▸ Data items
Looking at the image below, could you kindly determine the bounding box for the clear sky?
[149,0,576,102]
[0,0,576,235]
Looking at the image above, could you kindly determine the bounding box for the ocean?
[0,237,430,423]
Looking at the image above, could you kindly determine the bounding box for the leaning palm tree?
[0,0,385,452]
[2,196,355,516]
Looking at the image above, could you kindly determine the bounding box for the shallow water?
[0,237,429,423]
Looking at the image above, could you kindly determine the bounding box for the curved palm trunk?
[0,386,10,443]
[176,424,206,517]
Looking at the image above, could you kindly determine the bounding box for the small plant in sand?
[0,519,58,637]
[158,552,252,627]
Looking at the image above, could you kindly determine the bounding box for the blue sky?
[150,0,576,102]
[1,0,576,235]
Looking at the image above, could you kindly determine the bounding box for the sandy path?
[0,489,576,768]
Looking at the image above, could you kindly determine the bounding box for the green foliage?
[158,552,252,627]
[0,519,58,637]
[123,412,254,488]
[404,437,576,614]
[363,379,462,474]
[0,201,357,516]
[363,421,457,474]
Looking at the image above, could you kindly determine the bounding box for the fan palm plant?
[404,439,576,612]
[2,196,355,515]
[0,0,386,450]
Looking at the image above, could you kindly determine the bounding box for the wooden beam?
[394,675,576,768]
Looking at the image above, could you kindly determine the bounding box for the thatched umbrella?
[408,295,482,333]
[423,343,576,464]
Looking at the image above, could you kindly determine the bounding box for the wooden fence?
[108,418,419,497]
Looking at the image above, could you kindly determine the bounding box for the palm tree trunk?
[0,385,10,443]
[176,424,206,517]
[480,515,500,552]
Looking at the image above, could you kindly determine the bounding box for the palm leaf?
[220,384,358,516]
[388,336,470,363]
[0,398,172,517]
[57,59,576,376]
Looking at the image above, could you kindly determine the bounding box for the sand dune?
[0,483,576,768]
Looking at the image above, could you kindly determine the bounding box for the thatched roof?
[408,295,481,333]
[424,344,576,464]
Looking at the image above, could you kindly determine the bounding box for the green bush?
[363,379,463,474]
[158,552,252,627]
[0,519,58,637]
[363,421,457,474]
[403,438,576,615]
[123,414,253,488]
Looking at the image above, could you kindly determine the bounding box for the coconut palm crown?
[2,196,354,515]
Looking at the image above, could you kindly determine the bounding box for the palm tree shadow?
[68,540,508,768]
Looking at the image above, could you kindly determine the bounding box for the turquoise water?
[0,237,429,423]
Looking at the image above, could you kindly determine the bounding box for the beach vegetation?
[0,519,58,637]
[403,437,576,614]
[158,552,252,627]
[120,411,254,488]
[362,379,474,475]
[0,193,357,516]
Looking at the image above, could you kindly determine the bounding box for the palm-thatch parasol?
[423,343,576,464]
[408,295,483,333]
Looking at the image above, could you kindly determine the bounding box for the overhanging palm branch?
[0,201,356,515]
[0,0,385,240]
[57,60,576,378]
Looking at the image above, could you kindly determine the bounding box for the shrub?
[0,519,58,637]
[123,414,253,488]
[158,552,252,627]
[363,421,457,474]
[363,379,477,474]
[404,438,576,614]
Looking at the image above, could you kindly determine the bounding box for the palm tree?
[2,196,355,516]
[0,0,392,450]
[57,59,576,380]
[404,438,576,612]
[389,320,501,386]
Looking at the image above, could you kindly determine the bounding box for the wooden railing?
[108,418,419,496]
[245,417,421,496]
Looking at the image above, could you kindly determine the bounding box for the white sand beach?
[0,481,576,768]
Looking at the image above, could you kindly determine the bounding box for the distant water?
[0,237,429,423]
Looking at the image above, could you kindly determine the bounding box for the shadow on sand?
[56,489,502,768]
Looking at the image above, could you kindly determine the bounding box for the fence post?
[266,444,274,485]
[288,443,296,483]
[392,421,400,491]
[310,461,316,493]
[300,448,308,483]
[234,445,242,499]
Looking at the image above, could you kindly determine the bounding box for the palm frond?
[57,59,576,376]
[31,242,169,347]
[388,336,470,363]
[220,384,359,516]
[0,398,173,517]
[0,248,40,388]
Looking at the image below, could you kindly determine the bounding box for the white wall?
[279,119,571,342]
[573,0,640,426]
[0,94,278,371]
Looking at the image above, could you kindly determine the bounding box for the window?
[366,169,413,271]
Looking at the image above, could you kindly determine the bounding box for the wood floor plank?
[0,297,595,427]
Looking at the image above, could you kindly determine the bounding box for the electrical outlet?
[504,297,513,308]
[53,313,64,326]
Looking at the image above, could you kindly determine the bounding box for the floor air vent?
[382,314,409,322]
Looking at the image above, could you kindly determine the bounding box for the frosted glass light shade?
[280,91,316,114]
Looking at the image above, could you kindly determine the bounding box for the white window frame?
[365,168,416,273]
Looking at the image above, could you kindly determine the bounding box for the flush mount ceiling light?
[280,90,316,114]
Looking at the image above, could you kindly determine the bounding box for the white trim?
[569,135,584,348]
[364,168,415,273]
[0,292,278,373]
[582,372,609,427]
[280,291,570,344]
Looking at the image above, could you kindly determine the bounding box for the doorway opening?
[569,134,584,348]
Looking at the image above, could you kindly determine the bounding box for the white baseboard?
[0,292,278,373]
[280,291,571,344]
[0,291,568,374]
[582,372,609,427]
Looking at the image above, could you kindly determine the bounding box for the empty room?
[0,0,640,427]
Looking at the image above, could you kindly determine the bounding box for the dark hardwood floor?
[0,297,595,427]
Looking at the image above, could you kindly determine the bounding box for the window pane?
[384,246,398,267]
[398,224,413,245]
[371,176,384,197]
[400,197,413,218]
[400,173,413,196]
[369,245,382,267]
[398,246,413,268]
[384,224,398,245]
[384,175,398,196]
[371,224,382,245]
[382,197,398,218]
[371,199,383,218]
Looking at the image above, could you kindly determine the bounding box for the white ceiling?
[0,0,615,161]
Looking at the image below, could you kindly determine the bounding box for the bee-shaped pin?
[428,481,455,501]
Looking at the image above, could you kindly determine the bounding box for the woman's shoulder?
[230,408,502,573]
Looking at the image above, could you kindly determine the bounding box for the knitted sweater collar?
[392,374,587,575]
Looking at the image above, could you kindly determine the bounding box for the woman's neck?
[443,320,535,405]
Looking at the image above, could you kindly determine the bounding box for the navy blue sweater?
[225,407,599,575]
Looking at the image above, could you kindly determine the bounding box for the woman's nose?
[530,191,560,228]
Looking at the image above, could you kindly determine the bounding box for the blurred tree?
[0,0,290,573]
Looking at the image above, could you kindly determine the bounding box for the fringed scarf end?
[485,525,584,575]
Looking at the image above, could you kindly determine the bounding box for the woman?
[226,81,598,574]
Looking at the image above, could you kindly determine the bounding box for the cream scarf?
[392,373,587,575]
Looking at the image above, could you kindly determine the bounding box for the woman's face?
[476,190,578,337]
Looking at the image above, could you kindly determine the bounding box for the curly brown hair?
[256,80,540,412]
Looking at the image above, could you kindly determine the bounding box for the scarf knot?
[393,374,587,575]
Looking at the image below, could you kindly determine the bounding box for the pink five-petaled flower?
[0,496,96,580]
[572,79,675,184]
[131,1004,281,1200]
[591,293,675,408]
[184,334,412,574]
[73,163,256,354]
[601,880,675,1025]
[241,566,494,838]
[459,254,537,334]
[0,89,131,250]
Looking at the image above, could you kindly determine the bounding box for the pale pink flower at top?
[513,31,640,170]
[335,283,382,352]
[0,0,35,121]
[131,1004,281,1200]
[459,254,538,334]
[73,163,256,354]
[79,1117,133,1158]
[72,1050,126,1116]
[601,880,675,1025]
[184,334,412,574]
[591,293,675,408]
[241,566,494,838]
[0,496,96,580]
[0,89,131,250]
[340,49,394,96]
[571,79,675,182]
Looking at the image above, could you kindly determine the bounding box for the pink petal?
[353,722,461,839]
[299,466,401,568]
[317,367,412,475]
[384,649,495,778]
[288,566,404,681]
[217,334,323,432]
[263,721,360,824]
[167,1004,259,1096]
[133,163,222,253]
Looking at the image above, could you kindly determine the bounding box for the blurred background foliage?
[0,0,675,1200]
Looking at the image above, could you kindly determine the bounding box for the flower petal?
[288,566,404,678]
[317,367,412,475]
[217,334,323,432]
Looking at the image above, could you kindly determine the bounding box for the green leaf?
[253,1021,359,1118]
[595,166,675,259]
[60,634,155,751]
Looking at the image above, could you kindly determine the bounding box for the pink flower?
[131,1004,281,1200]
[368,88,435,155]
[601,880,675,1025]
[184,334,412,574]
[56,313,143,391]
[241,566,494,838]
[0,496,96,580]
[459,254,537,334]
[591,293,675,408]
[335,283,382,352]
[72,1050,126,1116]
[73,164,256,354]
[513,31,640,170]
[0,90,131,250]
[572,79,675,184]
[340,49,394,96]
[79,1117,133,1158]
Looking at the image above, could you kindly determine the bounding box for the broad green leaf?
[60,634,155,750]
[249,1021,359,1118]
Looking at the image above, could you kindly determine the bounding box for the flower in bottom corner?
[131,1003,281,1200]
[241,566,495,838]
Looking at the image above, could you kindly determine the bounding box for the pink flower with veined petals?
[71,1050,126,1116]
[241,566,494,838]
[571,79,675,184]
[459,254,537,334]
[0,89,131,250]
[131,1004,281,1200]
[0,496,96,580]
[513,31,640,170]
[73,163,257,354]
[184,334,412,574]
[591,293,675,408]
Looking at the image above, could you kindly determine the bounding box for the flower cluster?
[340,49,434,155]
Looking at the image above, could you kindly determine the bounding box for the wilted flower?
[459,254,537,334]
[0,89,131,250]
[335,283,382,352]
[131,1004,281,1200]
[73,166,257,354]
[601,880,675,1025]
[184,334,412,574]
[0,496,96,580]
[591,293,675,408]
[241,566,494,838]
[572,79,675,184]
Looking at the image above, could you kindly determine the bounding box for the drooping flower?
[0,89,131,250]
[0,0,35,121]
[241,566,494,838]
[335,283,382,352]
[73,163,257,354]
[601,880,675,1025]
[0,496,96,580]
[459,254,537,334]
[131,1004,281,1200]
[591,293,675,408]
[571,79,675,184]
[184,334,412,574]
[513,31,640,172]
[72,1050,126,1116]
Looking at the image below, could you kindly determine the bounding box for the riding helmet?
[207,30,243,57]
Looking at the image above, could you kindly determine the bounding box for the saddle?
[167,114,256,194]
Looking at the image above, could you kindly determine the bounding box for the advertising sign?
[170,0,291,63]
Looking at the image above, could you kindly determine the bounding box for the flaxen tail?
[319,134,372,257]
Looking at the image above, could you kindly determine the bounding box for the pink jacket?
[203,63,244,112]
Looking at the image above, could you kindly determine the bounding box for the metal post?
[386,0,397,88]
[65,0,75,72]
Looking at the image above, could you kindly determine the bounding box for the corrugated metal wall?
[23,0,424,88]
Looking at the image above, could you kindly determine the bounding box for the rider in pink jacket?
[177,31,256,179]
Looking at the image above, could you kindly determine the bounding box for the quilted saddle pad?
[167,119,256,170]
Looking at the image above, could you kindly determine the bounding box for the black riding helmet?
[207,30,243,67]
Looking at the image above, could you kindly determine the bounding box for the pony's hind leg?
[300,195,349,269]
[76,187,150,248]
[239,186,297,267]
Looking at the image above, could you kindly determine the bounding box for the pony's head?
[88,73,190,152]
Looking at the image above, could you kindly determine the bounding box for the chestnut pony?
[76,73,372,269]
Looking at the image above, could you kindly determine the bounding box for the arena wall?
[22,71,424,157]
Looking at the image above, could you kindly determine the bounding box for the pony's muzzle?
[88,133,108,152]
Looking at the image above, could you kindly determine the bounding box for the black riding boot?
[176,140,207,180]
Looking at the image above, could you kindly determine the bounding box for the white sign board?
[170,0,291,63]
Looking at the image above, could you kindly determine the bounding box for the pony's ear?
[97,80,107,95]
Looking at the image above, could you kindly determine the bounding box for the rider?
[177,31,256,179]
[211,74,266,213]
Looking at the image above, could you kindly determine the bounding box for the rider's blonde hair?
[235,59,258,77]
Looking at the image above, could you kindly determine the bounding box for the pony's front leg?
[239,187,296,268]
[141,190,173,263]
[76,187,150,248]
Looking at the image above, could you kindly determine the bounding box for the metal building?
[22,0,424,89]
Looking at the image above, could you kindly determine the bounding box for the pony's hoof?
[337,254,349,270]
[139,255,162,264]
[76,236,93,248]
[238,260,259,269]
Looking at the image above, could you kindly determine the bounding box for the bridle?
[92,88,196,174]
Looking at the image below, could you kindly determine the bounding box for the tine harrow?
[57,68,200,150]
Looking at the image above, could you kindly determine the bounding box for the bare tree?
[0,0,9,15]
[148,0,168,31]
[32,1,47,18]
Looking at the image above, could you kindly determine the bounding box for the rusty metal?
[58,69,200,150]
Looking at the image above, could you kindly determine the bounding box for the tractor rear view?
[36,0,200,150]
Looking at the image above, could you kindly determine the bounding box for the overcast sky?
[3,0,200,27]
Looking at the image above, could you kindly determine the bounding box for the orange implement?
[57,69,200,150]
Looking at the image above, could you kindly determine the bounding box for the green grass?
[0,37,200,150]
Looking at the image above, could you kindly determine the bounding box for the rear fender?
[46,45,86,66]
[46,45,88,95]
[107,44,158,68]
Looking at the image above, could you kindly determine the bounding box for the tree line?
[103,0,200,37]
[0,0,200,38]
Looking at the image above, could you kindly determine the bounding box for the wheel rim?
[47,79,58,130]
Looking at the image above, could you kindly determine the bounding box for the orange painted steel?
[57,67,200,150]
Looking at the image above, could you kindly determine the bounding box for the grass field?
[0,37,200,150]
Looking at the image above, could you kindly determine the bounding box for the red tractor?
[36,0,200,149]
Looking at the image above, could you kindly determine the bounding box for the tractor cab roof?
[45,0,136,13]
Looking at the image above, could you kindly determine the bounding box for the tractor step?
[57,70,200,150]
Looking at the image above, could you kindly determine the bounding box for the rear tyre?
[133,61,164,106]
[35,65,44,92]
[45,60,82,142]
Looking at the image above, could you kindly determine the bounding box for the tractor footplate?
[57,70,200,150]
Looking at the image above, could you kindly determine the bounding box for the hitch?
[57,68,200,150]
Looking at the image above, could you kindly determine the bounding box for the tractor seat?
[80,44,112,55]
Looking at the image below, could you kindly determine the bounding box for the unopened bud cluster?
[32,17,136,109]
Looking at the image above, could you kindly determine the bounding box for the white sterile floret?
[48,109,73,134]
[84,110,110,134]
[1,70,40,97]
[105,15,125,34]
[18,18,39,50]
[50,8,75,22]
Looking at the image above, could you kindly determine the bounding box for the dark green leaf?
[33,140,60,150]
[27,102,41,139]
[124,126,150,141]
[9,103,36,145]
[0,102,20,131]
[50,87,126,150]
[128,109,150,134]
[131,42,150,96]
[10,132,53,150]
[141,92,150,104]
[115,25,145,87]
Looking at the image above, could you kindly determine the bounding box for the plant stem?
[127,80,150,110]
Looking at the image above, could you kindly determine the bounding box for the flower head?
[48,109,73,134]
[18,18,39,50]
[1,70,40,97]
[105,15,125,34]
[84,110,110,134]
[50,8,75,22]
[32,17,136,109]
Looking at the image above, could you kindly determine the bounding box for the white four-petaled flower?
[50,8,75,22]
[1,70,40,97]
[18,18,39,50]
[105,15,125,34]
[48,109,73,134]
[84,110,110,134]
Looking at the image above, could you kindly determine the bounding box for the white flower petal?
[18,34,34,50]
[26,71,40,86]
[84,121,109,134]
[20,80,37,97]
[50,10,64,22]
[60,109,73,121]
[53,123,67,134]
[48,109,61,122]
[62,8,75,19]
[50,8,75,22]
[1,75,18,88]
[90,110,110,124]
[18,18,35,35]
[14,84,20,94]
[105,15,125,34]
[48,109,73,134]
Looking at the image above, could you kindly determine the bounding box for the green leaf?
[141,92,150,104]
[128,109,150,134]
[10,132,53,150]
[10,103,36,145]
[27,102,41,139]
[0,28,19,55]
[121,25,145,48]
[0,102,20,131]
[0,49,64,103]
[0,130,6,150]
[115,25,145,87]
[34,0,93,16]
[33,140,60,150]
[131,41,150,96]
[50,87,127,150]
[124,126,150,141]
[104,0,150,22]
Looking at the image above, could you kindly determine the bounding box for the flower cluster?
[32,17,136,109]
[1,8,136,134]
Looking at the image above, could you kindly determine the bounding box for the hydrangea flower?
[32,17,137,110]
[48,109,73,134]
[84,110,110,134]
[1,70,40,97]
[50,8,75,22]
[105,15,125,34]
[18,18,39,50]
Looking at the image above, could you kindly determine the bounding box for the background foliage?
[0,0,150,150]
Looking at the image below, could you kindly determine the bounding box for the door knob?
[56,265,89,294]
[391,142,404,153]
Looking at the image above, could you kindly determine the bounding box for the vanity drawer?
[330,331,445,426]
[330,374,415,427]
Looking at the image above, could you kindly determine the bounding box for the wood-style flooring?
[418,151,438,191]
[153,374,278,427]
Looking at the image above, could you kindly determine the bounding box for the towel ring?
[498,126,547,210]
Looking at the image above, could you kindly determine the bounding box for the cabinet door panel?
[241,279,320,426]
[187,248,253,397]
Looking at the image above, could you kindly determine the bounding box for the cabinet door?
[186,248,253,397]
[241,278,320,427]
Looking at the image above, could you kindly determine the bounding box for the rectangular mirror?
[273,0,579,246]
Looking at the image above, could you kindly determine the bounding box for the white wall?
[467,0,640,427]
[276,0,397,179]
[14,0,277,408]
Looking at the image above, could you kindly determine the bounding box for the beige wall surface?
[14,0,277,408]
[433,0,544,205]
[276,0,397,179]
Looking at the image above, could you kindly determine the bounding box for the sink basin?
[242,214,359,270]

▸ WHAT THE TASK REQUIRES
Output the lines from the line containing "flower at top?" to the line containing "[340,49,434,155]", both included, copied without any change.

▸ EXERCISE ANSWER
Looking at the image above, could you kindly determine the bounding box for the pale pink flower at top?
[513,31,640,170]
[335,283,382,352]
[0,0,35,121]
[131,1004,281,1200]
[459,254,538,334]
[73,163,256,354]
[79,1117,133,1158]
[72,1050,126,1116]
[601,880,675,1025]
[184,334,412,574]
[591,293,675,408]
[241,566,494,838]
[0,496,96,580]
[0,89,131,250]
[340,49,394,96]
[571,79,675,182]
Looking at the image above, could you kindly determine the bounding box for the pink petal?
[353,722,461,839]
[299,466,401,568]
[317,367,412,475]
[384,649,495,778]
[288,566,404,681]
[217,334,323,432]
[263,721,360,824]
[167,1004,259,1096]
[133,163,222,253]
Looking at the image above, could you kindly determine the bounding box for the blurred background foliage?
[0,0,675,1200]
Looking at the image above, could you kindly determine the bounding box for the flower petal?
[288,566,404,678]
[317,367,412,475]
[217,334,323,432]
Looking at the image above, could you kindly determine the bounding box for the green leaf?
[253,1021,359,1118]
[595,166,675,259]
[60,634,155,751]
Looking at the image above, could you kindly determine the bounding box for the pink flower?
[131,1004,281,1200]
[368,88,435,155]
[601,880,675,1025]
[184,334,412,574]
[56,313,143,391]
[241,566,494,838]
[0,496,96,580]
[459,254,537,334]
[591,293,675,408]
[335,283,382,352]
[72,1050,126,1116]
[73,164,256,354]
[513,31,640,170]
[0,90,131,250]
[572,79,675,184]
[340,49,394,96]
[79,1117,133,1158]
Looking at the image above, could you kindly determine the bounding box for the broad green leaf?
[60,634,155,750]
[249,1021,359,1118]
Looking at the image above, could you kindly determine the bounding box for the flower in bottom corner?
[131,1003,281,1200]
[241,566,495,838]
Looking at the image above, could you kindly determine the bounding box for the pink flower with veined petals?
[71,1050,126,1116]
[241,566,494,838]
[571,79,675,184]
[459,254,537,334]
[0,89,131,250]
[131,1004,281,1200]
[0,496,96,580]
[513,31,640,170]
[73,163,257,354]
[184,334,412,574]
[591,293,675,408]
Looking at the image above, could you kindly determine the bounding box for the flower cluster?
[340,49,434,155]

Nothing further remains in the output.